EXERCISE BRIEF: Using the records below, write out again exactly the lines that begin at the line containing "of the sunlit" and end at the line containing "Query: backlit leaf", and no other lines.

========

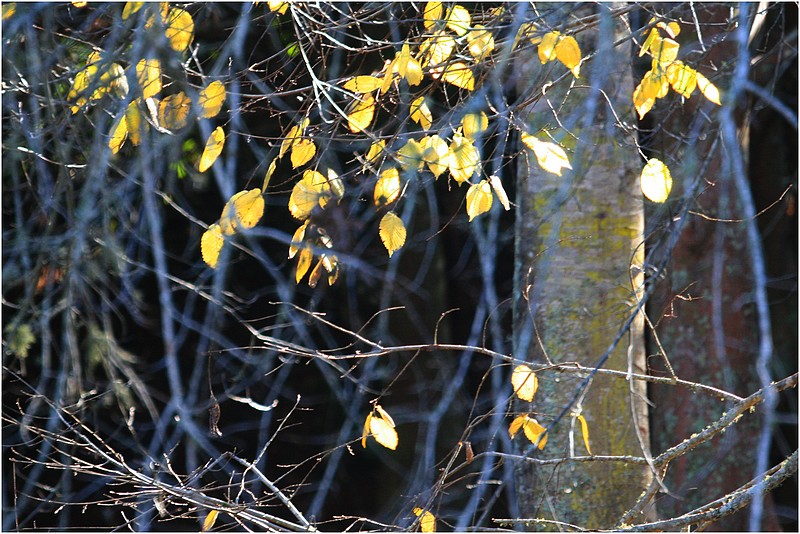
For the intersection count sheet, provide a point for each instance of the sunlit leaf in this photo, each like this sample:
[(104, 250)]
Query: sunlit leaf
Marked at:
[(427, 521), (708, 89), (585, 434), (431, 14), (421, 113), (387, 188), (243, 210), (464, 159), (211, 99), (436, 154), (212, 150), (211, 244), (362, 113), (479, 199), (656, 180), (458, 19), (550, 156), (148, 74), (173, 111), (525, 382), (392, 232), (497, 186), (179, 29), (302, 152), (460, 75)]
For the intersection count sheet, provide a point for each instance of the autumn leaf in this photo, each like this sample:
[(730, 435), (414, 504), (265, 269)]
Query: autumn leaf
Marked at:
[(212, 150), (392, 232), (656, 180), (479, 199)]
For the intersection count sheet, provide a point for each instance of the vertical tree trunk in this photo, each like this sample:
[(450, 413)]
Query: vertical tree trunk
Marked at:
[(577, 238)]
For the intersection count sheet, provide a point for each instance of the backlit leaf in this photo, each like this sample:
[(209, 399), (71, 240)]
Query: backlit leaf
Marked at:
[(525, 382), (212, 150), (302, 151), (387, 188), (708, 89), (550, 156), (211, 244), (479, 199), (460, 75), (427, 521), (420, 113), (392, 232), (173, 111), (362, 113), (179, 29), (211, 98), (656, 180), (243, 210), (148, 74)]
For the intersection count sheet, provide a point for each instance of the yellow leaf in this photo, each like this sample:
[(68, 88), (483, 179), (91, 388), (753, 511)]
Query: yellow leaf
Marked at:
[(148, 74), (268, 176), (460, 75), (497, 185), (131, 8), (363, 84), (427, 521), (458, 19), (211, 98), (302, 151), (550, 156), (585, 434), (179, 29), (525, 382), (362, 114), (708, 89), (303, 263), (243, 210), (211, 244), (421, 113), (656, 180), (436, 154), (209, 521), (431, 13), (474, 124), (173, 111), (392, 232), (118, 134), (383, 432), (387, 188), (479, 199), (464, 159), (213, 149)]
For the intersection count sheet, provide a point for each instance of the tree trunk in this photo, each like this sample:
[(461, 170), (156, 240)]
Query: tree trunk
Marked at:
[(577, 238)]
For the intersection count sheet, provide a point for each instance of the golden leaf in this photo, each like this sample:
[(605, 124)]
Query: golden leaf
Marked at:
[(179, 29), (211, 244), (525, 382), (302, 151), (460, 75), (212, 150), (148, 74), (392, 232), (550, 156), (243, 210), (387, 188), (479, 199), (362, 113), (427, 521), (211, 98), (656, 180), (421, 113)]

========

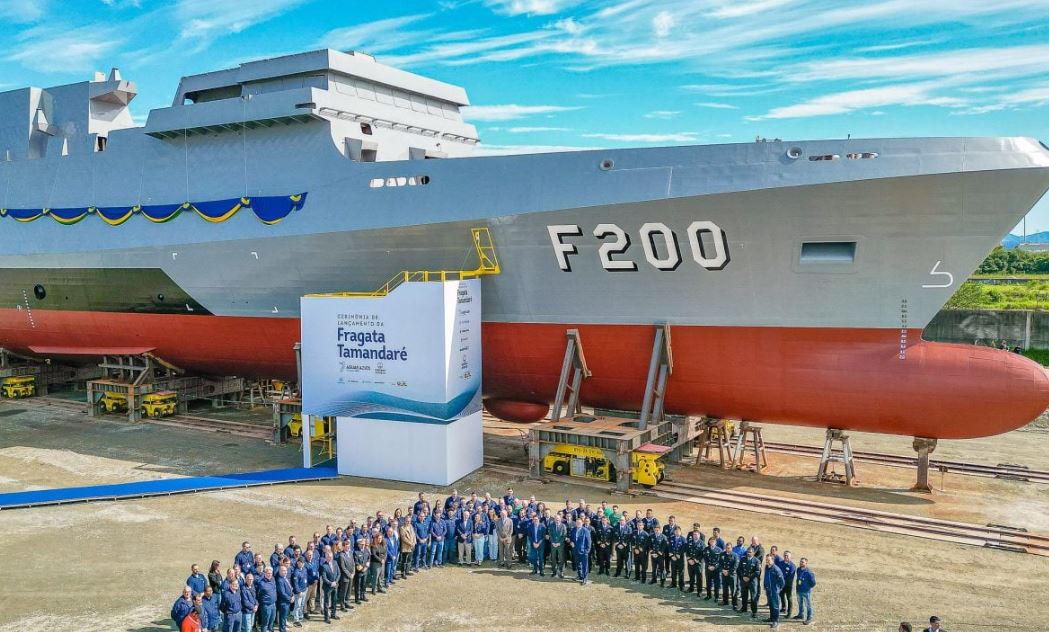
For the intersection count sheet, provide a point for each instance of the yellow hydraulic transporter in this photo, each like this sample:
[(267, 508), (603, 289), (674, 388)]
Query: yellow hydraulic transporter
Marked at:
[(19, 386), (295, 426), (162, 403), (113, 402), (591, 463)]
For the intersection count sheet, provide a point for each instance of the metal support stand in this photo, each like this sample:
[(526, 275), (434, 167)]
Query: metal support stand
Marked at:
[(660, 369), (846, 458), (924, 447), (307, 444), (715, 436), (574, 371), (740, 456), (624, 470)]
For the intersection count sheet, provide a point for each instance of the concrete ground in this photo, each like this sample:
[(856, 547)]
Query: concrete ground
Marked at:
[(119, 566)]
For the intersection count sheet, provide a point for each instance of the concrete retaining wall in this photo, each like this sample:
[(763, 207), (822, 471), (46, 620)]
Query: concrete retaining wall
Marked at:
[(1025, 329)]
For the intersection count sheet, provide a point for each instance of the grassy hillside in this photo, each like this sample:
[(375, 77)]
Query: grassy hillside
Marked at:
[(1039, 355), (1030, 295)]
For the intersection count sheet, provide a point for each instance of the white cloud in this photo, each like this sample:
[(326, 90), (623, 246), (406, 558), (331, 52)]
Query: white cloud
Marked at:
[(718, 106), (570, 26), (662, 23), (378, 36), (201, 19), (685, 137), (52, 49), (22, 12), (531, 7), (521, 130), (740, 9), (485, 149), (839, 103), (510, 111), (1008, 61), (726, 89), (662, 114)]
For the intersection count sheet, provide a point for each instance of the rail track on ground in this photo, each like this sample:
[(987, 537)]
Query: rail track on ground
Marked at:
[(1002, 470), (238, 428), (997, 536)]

========

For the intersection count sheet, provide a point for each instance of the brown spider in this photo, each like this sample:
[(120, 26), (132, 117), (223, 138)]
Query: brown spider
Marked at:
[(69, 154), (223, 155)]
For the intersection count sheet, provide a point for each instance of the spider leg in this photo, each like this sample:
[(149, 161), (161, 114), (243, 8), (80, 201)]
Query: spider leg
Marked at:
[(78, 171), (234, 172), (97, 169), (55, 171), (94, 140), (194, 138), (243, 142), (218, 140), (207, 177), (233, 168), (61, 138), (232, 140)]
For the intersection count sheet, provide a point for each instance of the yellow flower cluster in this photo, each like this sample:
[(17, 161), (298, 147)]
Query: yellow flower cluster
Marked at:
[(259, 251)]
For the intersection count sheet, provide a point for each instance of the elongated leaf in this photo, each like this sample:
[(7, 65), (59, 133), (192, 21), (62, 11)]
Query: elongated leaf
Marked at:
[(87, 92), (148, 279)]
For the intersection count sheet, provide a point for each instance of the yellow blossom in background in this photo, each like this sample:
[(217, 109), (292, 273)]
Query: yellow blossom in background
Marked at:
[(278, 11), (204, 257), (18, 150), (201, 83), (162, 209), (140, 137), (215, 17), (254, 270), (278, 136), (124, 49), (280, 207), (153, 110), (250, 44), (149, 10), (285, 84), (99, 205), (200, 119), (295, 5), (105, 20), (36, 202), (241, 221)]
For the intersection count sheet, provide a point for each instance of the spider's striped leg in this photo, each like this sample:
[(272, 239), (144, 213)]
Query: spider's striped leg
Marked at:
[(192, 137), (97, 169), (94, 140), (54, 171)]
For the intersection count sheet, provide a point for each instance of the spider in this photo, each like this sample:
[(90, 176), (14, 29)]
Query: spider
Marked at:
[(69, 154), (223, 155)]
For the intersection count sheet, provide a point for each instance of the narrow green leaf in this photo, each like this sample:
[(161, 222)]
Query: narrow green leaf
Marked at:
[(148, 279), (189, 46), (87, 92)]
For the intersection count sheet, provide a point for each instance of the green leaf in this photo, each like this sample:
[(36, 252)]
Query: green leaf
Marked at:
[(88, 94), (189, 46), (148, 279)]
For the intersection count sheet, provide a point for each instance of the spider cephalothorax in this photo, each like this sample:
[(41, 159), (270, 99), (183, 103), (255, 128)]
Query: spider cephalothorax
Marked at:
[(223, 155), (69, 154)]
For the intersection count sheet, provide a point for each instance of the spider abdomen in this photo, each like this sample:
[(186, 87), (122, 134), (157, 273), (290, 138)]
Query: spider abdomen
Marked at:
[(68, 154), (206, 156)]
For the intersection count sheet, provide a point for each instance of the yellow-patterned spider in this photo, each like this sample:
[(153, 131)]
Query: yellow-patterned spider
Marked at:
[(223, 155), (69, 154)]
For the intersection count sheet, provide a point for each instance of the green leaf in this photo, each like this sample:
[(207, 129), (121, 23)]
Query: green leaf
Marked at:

========

TASK OUTPUT:
For the intersection count sheet, provide a point for each instance of the sunlit leaf in this photo, each like this sample:
[(104, 250)]
Query: sunlit leaf
Marked at:
[(427, 521), (708, 89), (585, 434), (431, 14), (421, 113), (387, 188), (243, 210), (464, 159), (211, 99), (436, 154), (212, 150), (211, 244), (362, 113), (479, 199), (656, 180), (458, 19), (550, 156), (148, 74), (173, 111), (525, 382), (392, 232), (497, 186), (179, 29), (302, 152), (460, 75)]
For the intersection count sheet, provide a point for each instance of the autumn leaf in this photo, each like this sample:
[(730, 435), (414, 504), (265, 269)]
Query: autumn leaf
Marked at:
[(212, 150), (392, 232), (656, 180), (479, 199)]
For the intersection count sheet, provide a point for each instance of the vertical tree trunk in this photo, each like this sample:
[(450, 413)]
Query: vertical tree trunk
Marked at:
[(577, 238)]
For the intersection count sheet, provide a point for each instance of the backlit leaf in this photo, each like this sample:
[(209, 399), (71, 240)]
Query: backlit leaf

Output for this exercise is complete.